- ROWS:
<<<<

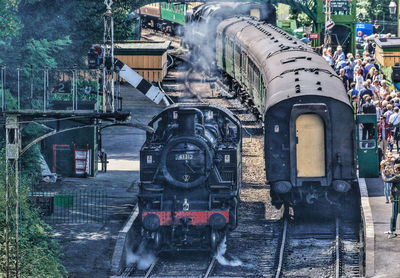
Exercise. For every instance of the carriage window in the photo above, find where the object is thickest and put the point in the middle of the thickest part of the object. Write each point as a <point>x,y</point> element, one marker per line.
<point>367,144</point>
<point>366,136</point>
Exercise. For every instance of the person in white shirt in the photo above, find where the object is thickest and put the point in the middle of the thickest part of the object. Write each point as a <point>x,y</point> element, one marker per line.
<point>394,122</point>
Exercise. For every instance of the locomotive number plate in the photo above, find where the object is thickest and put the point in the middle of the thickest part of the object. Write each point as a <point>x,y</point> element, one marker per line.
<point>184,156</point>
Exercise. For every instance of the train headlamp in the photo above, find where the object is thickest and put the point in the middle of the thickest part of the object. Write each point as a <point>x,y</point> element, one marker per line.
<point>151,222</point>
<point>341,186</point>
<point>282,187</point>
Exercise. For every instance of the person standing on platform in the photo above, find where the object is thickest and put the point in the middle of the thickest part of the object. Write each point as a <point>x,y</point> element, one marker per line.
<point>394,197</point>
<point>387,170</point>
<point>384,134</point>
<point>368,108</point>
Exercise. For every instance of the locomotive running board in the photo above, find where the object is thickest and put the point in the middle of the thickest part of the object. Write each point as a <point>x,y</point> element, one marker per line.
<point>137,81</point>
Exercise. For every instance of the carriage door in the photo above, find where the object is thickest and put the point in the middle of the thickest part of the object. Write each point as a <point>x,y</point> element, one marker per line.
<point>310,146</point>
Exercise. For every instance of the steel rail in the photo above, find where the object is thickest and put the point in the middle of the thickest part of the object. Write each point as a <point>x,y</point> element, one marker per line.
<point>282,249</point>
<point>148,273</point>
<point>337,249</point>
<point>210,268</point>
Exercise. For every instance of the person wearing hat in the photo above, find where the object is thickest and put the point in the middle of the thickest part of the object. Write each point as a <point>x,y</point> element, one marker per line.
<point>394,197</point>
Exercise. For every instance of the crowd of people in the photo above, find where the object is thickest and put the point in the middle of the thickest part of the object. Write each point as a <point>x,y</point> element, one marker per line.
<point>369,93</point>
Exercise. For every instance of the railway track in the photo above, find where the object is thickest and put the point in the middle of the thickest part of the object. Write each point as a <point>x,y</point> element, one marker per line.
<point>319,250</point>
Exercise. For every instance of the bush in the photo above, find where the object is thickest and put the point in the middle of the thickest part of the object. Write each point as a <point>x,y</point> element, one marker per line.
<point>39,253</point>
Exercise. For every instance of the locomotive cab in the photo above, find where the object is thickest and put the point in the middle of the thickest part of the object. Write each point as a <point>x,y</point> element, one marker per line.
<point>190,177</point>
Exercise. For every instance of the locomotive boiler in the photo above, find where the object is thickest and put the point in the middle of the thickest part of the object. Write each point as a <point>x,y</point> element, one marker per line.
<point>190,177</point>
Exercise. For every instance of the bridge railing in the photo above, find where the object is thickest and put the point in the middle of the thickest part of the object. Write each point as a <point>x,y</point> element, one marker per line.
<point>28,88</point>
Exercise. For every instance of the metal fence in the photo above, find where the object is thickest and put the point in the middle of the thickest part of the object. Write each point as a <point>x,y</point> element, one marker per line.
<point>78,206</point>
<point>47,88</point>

>>>>
<<<<

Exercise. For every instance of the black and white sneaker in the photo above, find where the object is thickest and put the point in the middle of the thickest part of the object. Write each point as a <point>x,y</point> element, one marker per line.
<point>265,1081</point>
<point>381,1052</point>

>>>>
<<<<

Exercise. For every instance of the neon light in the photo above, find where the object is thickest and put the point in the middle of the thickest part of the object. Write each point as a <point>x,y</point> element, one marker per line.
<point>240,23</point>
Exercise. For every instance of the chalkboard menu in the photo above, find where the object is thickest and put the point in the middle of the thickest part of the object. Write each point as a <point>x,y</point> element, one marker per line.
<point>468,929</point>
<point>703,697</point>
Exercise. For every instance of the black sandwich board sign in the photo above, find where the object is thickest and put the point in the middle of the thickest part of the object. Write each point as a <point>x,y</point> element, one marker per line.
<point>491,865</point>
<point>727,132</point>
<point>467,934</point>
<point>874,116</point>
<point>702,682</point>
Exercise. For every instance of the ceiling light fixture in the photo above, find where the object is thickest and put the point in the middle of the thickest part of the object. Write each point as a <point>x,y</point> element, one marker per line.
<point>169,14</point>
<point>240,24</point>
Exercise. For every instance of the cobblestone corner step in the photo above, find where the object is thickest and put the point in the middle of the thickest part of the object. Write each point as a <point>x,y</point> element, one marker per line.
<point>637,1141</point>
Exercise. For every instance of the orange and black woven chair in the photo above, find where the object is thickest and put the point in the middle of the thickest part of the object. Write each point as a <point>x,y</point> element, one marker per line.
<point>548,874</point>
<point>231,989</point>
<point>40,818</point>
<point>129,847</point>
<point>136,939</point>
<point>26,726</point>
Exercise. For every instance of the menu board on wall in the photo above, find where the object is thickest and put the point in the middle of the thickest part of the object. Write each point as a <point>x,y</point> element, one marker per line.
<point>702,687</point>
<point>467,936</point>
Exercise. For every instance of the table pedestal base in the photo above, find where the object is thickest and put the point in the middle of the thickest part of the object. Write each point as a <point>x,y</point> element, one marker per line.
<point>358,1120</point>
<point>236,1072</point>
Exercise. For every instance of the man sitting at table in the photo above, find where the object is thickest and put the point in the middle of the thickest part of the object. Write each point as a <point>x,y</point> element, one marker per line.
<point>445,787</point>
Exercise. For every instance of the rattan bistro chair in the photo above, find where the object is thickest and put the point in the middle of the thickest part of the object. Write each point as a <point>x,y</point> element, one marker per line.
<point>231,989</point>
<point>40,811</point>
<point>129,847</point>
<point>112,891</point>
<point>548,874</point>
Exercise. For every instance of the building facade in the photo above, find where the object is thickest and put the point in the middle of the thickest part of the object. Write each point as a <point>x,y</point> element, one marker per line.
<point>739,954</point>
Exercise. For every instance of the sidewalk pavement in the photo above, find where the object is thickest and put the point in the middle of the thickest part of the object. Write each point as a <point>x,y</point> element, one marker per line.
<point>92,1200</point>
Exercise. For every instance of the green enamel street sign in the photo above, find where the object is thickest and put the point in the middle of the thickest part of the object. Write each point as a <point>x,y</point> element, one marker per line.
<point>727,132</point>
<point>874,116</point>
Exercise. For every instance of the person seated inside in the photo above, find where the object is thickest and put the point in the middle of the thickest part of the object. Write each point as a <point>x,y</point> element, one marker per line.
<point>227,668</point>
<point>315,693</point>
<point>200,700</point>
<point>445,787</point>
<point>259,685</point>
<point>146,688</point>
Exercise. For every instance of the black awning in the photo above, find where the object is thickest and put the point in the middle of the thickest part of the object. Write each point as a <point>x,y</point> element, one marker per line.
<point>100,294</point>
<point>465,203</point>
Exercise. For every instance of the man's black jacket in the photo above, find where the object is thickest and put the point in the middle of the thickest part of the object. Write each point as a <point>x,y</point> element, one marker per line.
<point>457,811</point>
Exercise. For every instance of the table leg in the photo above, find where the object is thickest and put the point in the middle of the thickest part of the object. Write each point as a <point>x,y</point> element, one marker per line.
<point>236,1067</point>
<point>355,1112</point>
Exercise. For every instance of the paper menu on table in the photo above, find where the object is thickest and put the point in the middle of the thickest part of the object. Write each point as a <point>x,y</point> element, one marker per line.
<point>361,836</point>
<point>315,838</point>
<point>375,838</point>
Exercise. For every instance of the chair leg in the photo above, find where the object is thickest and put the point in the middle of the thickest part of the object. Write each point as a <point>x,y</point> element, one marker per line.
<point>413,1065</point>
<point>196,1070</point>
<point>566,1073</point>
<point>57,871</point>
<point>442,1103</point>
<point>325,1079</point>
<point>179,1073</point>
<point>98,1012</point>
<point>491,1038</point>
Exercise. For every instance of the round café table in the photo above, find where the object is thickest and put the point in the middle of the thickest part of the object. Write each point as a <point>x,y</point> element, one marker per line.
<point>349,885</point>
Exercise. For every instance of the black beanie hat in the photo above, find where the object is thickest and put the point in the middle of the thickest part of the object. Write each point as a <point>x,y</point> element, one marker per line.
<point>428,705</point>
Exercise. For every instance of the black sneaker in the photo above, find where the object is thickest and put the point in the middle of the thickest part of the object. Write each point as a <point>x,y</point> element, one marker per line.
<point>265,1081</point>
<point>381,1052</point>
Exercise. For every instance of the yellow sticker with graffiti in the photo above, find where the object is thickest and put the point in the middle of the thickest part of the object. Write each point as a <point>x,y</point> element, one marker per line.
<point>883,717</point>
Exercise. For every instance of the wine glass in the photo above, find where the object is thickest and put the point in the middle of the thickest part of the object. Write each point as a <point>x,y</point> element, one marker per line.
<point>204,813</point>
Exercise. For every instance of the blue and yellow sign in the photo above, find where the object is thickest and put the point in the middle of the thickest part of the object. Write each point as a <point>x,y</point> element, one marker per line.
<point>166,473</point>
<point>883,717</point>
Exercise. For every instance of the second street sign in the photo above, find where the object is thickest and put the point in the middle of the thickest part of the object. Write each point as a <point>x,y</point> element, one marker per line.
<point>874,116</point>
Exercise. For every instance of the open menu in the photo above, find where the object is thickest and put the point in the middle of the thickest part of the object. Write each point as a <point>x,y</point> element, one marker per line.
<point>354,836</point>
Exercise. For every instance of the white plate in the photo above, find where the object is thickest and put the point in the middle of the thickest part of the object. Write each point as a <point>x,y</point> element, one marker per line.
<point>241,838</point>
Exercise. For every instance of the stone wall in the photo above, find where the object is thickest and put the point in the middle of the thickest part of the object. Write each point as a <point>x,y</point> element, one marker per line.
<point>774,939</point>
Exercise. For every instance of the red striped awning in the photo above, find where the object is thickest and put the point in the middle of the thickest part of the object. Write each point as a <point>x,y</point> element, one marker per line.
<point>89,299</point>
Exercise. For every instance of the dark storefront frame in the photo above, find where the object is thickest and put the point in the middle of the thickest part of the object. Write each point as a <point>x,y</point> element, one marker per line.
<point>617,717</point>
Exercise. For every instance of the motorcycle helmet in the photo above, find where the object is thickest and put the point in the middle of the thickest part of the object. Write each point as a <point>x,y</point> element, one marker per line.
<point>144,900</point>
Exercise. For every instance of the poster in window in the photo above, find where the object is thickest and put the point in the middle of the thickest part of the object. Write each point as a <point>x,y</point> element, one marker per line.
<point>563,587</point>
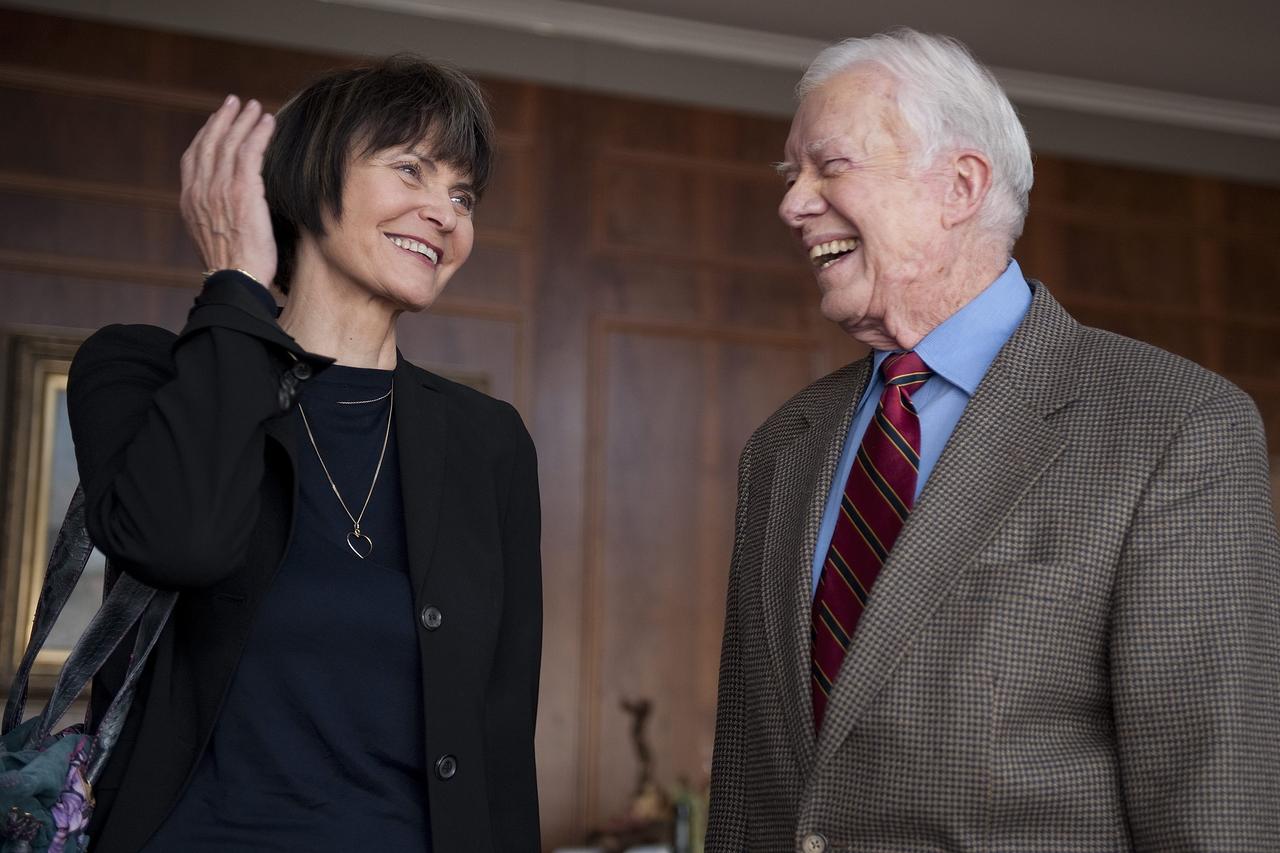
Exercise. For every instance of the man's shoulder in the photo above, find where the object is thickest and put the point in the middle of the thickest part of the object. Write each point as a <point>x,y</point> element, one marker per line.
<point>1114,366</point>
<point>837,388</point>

>>>>

- TASK BRIEF:
Return verbatim the lines of the material starting at the line containing "Exercise. For every instance of the chair" and ending at the line containing "<point>204,813</point>", with both of those lines included.

- CORRECT RESULT:
Exercise. For every instance of the chair leg in the photo above, find where the object is thickest and put the point in the middle of the thickest part of the object. Write each point as a <point>x,y</point> element, one marker per line.
<point>413,1065</point>
<point>196,1070</point>
<point>566,1073</point>
<point>57,871</point>
<point>442,1103</point>
<point>325,1079</point>
<point>179,1073</point>
<point>98,1012</point>
<point>491,1038</point>
Exercise. For every instance of the round café table in the photo above, find where the object is thickest and put the point in the middle of the thickest part of the object. Write each point as a <point>x,y</point> element, one marker per line.
<point>349,885</point>
Exercise. For every instance of the black beanie hat in the photo above, find where the object is thickest and put the point in the middle of the thickest part of the object. Write each point as a <point>x,y</point> element, one marker per line.
<point>428,705</point>
Exercise. For every instance of the black sneaker in the photo above, find where the object is thickest and put the point in the middle of the thickest part of the object. Write each point as a <point>x,y</point> element, one marker per line.
<point>265,1081</point>
<point>381,1052</point>
Exercise. For every instance of the yellow sticker with graffiti in the photo above, find where the object is thickest and put the point in the middle of the thickest part of the object. Write each point as a <point>x,y</point> element, one marker per line.
<point>883,717</point>
Exercise. For every instance of the wine glass in the photo above, find where the object is thickest and put the point in the middle of the thickest part of the object. Write each point as a <point>x,y</point> element, one marker per line.
<point>204,813</point>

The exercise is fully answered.